Task requirements: Repeat every record below exactly, omitting any pictures.
## START Records for the task
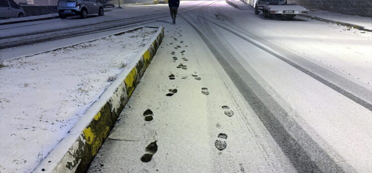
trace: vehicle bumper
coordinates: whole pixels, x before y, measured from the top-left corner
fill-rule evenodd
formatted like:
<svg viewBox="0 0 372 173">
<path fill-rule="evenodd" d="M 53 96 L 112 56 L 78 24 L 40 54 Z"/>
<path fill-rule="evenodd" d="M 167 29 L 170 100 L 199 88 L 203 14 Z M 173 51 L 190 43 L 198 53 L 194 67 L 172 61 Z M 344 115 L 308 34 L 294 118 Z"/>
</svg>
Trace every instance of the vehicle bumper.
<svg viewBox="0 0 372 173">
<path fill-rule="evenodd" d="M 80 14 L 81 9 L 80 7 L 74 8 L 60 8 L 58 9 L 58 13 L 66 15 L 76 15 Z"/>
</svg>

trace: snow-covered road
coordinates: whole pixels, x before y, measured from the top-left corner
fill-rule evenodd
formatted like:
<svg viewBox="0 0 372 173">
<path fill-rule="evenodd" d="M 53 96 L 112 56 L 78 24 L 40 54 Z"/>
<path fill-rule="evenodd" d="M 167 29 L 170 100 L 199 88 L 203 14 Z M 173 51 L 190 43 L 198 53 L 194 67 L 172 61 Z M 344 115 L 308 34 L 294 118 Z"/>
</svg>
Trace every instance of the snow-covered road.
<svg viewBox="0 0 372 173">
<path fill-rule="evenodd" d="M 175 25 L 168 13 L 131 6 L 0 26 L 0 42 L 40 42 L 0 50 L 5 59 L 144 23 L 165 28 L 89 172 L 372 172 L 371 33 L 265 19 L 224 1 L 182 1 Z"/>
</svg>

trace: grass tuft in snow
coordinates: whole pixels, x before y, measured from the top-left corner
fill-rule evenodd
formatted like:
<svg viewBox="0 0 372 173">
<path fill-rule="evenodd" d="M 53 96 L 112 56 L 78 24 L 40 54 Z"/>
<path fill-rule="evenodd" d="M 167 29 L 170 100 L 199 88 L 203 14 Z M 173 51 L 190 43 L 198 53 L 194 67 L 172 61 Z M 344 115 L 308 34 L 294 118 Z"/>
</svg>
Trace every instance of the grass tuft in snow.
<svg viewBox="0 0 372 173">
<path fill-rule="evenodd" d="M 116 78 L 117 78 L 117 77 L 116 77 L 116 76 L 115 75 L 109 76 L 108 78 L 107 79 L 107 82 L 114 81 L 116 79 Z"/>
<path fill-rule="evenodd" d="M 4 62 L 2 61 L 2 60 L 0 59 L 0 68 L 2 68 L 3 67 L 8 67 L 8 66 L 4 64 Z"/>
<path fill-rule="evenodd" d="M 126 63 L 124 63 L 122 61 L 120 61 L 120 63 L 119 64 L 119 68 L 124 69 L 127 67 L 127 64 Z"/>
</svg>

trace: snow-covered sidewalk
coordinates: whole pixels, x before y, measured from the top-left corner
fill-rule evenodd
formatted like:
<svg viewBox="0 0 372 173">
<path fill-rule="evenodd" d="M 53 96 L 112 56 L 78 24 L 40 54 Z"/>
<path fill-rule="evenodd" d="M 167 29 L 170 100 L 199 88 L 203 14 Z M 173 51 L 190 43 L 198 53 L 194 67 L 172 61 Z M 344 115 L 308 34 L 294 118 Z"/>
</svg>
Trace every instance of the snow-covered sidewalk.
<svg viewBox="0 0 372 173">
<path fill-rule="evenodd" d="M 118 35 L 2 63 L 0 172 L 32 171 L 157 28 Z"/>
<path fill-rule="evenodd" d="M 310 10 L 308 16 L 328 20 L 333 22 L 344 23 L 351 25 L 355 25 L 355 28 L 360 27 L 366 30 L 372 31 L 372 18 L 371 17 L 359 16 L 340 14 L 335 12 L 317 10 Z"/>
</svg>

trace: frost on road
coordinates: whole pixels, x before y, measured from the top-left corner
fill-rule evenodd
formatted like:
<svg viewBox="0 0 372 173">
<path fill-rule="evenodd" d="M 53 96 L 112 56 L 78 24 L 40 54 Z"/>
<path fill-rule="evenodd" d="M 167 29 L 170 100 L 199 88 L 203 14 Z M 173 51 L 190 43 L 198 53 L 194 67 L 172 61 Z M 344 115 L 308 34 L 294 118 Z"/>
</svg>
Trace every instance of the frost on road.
## END Records for the task
Result of the exercise:
trace: vehicle bumper
coordinates: whole pixels, x before y, measured from the top-left corner
fill-rule evenodd
formatted like:
<svg viewBox="0 0 372 173">
<path fill-rule="evenodd" d="M 53 96 L 112 56 L 78 24 L 40 54 Z"/>
<path fill-rule="evenodd" d="M 167 29 L 170 100 L 199 88 L 203 14 Z M 173 51 L 190 43 L 198 53 L 194 67 L 172 61 Z M 344 115 L 308 34 L 294 118 Z"/>
</svg>
Trace every instance of the vehicle bumper.
<svg viewBox="0 0 372 173">
<path fill-rule="evenodd" d="M 80 14 L 81 9 L 80 7 L 74 8 L 60 8 L 58 9 L 58 13 L 66 15 L 76 15 Z"/>
</svg>

trace: snow-covered road
coordinates: whole pixels, x before y, measured from the top-left corner
fill-rule evenodd
formatted like:
<svg viewBox="0 0 372 173">
<path fill-rule="evenodd" d="M 53 96 L 112 56 L 78 24 L 40 54 Z"/>
<path fill-rule="evenodd" d="M 167 29 L 170 100 L 199 88 L 203 14 Z M 173 51 L 190 43 L 198 53 L 194 67 L 172 61 Z M 344 115 L 308 34 L 294 118 Z"/>
</svg>
Trace every instance of the snow-covered road.
<svg viewBox="0 0 372 173">
<path fill-rule="evenodd" d="M 175 25 L 168 13 L 131 6 L 0 26 L 0 42 L 40 42 L 0 50 L 5 59 L 144 23 L 165 28 L 89 172 L 372 172 L 371 33 L 265 19 L 224 1 L 182 1 Z"/>
</svg>

trace: grass tuft in snow
coordinates: whole pixels, x before y, measured from the top-left corner
fill-rule evenodd
formatted like:
<svg viewBox="0 0 372 173">
<path fill-rule="evenodd" d="M 53 96 L 112 56 L 78 24 L 40 54 Z"/>
<path fill-rule="evenodd" d="M 167 29 L 170 100 L 199 88 L 203 14 Z M 173 51 L 190 43 L 198 53 L 194 67 L 172 61 Z M 344 115 L 308 34 L 294 118 Z"/>
</svg>
Trace every instance of the grass tuft in snow.
<svg viewBox="0 0 372 173">
<path fill-rule="evenodd" d="M 116 78 L 117 78 L 117 77 L 116 77 L 116 76 L 115 75 L 109 76 L 108 78 L 107 79 L 107 82 L 114 81 L 116 79 Z"/>
<path fill-rule="evenodd" d="M 4 62 L 2 61 L 2 60 L 0 59 L 0 68 L 2 68 L 3 67 L 8 67 L 8 66 L 4 64 Z"/>
<path fill-rule="evenodd" d="M 126 63 L 124 63 L 122 61 L 120 61 L 120 63 L 119 64 L 119 68 L 124 69 L 127 67 L 127 64 Z"/>
</svg>

trace: snow-covered sidewalk
coordinates: whole pixels, x before y, measured from the top-left corner
fill-rule evenodd
formatted like:
<svg viewBox="0 0 372 173">
<path fill-rule="evenodd" d="M 53 96 L 112 56 L 78 24 L 40 54 Z"/>
<path fill-rule="evenodd" d="M 167 29 L 170 100 L 199 88 L 203 14 Z M 173 51 L 190 43 L 198 53 L 194 67 L 172 61 Z M 344 115 L 308 34 L 294 118 Z"/>
</svg>
Trace every instance of the snow-covered sidewalk.
<svg viewBox="0 0 372 173">
<path fill-rule="evenodd" d="M 118 35 L 2 63 L 0 172 L 32 171 L 157 28 Z"/>
<path fill-rule="evenodd" d="M 310 10 L 308 16 L 328 20 L 333 22 L 344 23 L 351 25 L 355 25 L 355 28 L 360 27 L 366 30 L 372 31 L 372 18 L 371 17 L 359 16 L 340 14 L 335 12 L 317 10 Z"/>
</svg>

trace: frost on road
coordinates: whole pixels, x before y, measured from the top-left corner
fill-rule evenodd
formatted like:
<svg viewBox="0 0 372 173">
<path fill-rule="evenodd" d="M 53 96 L 112 56 L 78 24 L 40 54 Z"/>
<path fill-rule="evenodd" d="M 167 29 L 170 100 L 199 88 L 203 14 Z M 173 51 L 190 43 L 198 53 L 194 67 L 172 61 Z M 344 115 L 308 34 L 294 118 Z"/>
</svg>
Trace every instance of the frost on road.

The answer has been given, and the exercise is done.